• **Aim of the exercise**: Convert the listing below, starting at its first line and ending at the line that contains "M 14 33 L 11", into a JSON list of strings with one string per line, leaving out any blank lines.
** Start Exercise inputs **
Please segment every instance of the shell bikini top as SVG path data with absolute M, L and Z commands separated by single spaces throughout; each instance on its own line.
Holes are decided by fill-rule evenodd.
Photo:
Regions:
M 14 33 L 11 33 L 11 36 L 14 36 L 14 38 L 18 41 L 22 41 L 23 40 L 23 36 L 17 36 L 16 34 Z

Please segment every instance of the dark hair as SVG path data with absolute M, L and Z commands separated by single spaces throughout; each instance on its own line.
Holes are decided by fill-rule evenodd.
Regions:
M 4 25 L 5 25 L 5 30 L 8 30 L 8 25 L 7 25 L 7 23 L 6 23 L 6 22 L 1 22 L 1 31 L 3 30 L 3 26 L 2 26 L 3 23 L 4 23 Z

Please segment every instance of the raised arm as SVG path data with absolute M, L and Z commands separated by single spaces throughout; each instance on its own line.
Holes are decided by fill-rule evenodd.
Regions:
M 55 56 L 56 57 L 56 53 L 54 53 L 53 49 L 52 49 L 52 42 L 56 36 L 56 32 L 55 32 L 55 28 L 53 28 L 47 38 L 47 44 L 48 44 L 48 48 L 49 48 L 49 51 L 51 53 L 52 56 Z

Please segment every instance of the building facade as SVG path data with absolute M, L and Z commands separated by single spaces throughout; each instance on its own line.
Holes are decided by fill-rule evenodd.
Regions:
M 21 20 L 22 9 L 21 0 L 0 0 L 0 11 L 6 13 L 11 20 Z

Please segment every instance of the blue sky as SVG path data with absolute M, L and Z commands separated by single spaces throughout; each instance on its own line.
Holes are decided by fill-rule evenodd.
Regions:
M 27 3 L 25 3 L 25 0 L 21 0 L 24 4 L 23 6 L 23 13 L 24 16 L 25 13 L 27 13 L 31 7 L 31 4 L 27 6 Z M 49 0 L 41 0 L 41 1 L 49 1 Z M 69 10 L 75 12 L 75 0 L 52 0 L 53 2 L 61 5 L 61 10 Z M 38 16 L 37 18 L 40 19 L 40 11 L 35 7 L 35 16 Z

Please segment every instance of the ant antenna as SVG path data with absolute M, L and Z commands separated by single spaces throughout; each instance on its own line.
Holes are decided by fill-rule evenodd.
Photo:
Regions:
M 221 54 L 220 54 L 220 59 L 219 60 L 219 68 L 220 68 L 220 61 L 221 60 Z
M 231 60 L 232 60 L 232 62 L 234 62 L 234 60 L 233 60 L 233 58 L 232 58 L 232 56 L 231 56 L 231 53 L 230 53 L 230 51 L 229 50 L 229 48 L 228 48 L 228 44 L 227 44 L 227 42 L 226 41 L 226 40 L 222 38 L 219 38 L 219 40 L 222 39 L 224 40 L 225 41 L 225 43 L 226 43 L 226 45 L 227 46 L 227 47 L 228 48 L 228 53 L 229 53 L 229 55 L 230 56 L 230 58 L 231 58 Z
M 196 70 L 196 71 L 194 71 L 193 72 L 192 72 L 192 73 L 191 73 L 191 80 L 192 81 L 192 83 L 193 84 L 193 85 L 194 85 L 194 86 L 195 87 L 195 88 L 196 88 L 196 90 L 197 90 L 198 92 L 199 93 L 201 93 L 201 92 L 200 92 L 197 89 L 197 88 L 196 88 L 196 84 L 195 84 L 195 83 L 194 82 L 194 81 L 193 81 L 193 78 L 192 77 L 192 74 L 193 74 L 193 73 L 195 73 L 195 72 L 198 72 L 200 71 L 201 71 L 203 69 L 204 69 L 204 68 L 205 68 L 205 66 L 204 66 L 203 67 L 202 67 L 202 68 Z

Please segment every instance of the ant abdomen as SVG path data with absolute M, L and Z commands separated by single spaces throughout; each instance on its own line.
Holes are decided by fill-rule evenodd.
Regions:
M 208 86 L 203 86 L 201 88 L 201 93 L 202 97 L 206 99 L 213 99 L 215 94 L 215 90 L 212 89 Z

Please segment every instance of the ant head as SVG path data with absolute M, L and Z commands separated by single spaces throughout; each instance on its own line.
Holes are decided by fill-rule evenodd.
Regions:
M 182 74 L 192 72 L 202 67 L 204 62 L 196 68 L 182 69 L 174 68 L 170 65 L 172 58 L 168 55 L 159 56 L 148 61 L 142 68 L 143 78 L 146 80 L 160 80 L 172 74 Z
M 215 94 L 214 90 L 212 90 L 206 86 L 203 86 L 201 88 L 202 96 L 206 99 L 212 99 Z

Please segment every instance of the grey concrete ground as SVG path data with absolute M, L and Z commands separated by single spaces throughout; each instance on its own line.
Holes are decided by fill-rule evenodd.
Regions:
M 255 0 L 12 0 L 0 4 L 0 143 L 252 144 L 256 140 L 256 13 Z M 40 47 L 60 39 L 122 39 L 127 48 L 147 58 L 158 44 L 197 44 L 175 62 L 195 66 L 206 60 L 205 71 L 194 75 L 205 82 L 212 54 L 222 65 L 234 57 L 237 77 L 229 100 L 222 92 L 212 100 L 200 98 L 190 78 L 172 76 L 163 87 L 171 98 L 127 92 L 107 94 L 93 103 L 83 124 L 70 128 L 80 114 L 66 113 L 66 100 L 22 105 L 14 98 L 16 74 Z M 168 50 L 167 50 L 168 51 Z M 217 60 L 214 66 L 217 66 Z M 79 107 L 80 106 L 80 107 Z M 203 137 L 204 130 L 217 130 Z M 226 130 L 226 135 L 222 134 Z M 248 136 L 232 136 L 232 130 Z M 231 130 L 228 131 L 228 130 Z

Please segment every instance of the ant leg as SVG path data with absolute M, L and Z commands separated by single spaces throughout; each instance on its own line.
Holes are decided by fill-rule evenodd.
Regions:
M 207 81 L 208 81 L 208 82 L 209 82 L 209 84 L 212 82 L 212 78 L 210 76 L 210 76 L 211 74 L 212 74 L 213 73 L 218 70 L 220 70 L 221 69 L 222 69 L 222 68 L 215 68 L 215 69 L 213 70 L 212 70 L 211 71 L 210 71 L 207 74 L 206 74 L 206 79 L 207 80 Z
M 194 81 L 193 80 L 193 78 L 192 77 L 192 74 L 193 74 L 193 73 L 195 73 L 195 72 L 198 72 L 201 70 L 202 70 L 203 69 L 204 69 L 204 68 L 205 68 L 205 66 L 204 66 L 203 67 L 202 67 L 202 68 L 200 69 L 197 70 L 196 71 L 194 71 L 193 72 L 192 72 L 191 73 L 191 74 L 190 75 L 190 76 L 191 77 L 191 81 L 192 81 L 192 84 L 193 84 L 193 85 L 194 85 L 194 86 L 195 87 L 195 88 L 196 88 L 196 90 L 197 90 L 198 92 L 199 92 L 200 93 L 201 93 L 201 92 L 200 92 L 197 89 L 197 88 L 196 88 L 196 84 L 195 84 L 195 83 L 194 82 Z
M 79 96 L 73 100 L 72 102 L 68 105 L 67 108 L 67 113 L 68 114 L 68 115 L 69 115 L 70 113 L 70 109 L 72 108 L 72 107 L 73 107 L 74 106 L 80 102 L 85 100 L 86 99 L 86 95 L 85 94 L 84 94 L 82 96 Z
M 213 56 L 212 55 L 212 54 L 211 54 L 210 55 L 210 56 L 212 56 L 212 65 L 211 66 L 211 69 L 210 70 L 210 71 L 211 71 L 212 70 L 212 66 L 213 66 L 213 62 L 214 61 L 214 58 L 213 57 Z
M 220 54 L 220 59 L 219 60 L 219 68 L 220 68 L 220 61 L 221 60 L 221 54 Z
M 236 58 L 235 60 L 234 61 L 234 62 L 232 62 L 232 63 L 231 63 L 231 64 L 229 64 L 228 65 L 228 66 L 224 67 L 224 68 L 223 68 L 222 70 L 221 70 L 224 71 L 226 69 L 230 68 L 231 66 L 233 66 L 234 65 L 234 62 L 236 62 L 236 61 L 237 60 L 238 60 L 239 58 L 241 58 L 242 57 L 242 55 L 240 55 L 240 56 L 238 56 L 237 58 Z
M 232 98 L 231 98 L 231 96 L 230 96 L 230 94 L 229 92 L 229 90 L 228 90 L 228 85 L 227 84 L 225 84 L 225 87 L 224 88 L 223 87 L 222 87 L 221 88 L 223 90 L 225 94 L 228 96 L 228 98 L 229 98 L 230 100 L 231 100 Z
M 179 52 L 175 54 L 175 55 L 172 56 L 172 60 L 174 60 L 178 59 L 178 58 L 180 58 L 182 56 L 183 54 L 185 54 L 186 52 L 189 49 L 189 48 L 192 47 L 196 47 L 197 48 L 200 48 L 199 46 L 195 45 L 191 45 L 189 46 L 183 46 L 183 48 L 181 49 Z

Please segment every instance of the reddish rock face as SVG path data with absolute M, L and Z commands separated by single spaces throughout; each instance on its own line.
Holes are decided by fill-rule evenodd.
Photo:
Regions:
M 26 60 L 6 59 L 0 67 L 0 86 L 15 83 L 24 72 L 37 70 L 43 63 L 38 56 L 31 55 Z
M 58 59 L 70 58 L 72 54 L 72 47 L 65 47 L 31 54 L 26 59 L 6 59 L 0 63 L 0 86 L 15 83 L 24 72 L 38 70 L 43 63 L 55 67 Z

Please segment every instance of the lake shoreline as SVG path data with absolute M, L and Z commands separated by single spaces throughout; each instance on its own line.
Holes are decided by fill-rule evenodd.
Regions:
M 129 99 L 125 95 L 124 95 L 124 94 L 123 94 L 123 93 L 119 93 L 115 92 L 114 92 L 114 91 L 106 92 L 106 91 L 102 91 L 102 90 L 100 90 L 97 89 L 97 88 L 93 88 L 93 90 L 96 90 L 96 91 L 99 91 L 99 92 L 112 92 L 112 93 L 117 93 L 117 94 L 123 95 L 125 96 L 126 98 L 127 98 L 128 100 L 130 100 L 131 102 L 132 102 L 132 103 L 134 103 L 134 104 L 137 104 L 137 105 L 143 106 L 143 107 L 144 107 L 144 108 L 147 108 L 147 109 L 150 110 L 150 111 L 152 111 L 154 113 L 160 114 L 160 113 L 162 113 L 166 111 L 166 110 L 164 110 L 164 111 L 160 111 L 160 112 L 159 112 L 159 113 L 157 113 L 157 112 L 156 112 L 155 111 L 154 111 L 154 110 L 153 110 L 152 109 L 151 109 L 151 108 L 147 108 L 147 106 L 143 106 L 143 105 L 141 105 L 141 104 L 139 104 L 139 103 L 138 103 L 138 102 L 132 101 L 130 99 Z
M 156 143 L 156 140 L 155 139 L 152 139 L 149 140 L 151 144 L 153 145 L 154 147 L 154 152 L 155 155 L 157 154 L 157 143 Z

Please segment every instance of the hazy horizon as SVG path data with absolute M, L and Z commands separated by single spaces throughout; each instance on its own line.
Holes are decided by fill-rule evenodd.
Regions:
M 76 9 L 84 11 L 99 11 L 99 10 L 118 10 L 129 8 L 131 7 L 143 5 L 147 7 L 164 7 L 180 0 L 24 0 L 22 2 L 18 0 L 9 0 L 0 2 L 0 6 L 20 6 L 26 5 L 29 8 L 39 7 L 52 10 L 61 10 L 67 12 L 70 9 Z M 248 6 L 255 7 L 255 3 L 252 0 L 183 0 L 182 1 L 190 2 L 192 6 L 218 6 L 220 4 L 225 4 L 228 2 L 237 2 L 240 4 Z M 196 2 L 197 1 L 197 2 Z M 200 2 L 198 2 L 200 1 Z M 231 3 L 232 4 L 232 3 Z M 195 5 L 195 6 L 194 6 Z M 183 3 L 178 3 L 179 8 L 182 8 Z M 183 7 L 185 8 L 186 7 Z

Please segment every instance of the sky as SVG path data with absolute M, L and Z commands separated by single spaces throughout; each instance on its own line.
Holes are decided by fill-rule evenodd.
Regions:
** End Exercise inputs **
• **Reply**:
[
  "Please segment every instance of the shell bikini top as SVG path data with absolute M, L and Z commands separated by single spaces throughout; each instance on its own line.",
  "Holes are decided by fill-rule evenodd.",
  "Photo:",
  "Regions:",
  "M 14 33 L 11 33 L 11 36 L 14 36 L 14 38 L 18 41 L 22 41 L 23 40 L 23 36 L 17 36 L 16 34 Z"
]